What the task asks ::
Write the records below out again exactly as given, with no images.

Material supplied ::
^^^^^^^^^^^^^^^^
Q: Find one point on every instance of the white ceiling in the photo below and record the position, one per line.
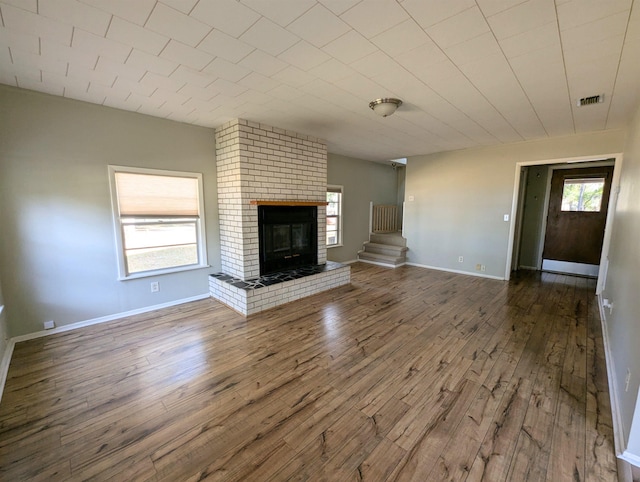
(470, 72)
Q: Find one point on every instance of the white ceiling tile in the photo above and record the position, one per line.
(117, 102)
(229, 16)
(472, 50)
(109, 67)
(204, 94)
(525, 16)
(185, 55)
(575, 13)
(176, 25)
(372, 17)
(374, 64)
(402, 38)
(151, 63)
(122, 84)
(460, 28)
(263, 63)
(136, 36)
(91, 43)
(304, 56)
(430, 12)
(541, 37)
(425, 61)
(285, 92)
(191, 76)
(79, 94)
(318, 26)
(77, 14)
(268, 36)
(293, 76)
(339, 6)
(491, 7)
(31, 84)
(332, 70)
(259, 82)
(8, 78)
(30, 5)
(137, 11)
(226, 70)
(64, 81)
(22, 41)
(27, 61)
(184, 6)
(231, 89)
(63, 53)
(222, 45)
(594, 32)
(27, 23)
(282, 12)
(89, 75)
(349, 47)
(160, 82)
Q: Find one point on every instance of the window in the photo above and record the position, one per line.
(582, 194)
(158, 221)
(334, 216)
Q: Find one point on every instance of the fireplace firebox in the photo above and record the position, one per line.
(288, 237)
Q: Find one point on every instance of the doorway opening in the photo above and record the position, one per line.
(529, 247)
^^^^^^^^^^^^^^^^
Finished task ::
Q: Find one point on every instance of the white ceiling in the photo below and record the position, one per line.
(470, 72)
Q: Find one point on every instance of the white ceiling tile in the photo above and record the position, one per line.
(117, 102)
(229, 16)
(472, 50)
(109, 67)
(204, 94)
(525, 16)
(185, 55)
(575, 13)
(176, 25)
(372, 17)
(374, 64)
(402, 38)
(151, 63)
(122, 84)
(460, 28)
(263, 63)
(136, 36)
(91, 43)
(304, 56)
(430, 12)
(541, 37)
(425, 61)
(285, 92)
(191, 76)
(79, 94)
(318, 26)
(77, 14)
(268, 36)
(293, 76)
(339, 6)
(491, 7)
(31, 84)
(332, 70)
(259, 82)
(8, 78)
(30, 5)
(137, 11)
(226, 70)
(64, 81)
(22, 41)
(27, 61)
(184, 6)
(231, 89)
(63, 53)
(222, 45)
(594, 32)
(27, 23)
(282, 12)
(89, 75)
(349, 47)
(160, 82)
Q: Find one point on every instance of the window in the photo above and record the position, one per line.
(582, 194)
(158, 221)
(334, 216)
Q: Find one point on every instance of the fireplace firebox in the photo above and record the position, one per line.
(288, 237)
Q: Find one point on every instance of the doorway opening in the photo above and record the position, one per line.
(529, 247)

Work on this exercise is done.